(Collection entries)
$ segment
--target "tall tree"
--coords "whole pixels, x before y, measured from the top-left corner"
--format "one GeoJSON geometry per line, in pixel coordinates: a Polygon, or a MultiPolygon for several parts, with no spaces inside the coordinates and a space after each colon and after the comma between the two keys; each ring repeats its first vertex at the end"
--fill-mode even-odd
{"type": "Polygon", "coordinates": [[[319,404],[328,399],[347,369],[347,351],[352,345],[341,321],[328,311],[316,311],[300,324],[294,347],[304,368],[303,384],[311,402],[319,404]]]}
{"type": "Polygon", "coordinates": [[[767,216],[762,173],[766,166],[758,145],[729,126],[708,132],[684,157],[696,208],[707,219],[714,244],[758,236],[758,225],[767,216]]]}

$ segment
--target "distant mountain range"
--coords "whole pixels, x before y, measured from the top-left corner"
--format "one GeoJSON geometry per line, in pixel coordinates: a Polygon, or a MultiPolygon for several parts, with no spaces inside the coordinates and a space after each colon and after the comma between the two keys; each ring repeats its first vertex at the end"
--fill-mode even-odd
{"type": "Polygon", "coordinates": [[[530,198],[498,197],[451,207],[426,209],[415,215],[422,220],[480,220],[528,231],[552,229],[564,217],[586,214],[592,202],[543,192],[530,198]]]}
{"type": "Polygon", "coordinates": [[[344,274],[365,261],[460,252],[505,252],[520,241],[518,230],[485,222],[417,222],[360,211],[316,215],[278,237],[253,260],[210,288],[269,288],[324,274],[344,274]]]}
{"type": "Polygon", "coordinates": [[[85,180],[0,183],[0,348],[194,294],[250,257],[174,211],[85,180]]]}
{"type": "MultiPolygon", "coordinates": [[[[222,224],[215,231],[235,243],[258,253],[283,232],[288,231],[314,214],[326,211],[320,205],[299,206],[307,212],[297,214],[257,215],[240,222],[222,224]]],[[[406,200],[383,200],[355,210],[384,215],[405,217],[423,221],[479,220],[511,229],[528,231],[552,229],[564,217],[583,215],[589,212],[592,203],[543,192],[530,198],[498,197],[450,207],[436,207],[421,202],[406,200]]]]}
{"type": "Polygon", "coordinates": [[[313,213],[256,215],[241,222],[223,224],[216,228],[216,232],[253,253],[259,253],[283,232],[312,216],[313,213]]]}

§ PROBLEM DETAILS
Repeat the data in full. Alter nothing.

§ YOUR RESPONSE
$ segment
--target "tall tree"
--coords "whole pixels, x before y, measured from the top-left corner"
--format "one GeoJSON geometry per line, in pixel coordinates: a Polygon, or a MultiPolygon for several parts, with no spaces inside the coordinates and a space after each colon and after the comma between the two keys; each ring repeats its first vertex at the end"
--fill-mode even-odd
{"type": "Polygon", "coordinates": [[[319,404],[328,399],[347,369],[347,351],[352,345],[341,321],[328,311],[316,311],[300,324],[294,347],[304,368],[303,384],[311,402],[319,404]]]}
{"type": "Polygon", "coordinates": [[[767,216],[762,173],[766,166],[758,145],[729,126],[708,132],[684,157],[696,208],[707,219],[714,244],[758,236],[758,225],[767,216]]]}

$ segment
--target "distant mountain range"
--coords "whole pixels, x before y, measured from the top-left corner"
--format "one GeoJSON geometry per line, in pixel coordinates: a Polygon, or a MultiPolygon for several parts, with no spaces inside the coordinates and a space after each colon and after the comma between the two keys; each ring repeats its first vertex at the end"
--fill-mode even-odd
{"type": "Polygon", "coordinates": [[[530,198],[498,197],[451,207],[426,209],[415,215],[422,220],[480,220],[528,231],[552,229],[564,217],[586,214],[592,202],[543,192],[530,198]]]}
{"type": "Polygon", "coordinates": [[[344,274],[365,261],[460,252],[505,252],[520,241],[518,230],[485,222],[417,222],[360,211],[316,215],[278,237],[253,260],[210,288],[269,288],[324,274],[344,274]]]}
{"type": "Polygon", "coordinates": [[[85,180],[0,183],[0,348],[194,294],[250,257],[174,211],[85,180]]]}
{"type": "MultiPolygon", "coordinates": [[[[222,224],[215,231],[235,243],[258,253],[283,232],[288,231],[314,214],[326,211],[320,205],[299,206],[307,212],[297,214],[257,215],[240,222],[222,224]]],[[[406,200],[383,200],[355,210],[384,215],[405,217],[423,221],[479,220],[511,229],[528,231],[552,229],[564,217],[583,215],[589,212],[592,203],[543,192],[530,198],[498,197],[450,207],[436,207],[421,202],[406,200]]]]}
{"type": "Polygon", "coordinates": [[[313,213],[256,215],[241,222],[223,224],[216,228],[216,232],[253,253],[259,253],[283,232],[312,216],[313,213]]]}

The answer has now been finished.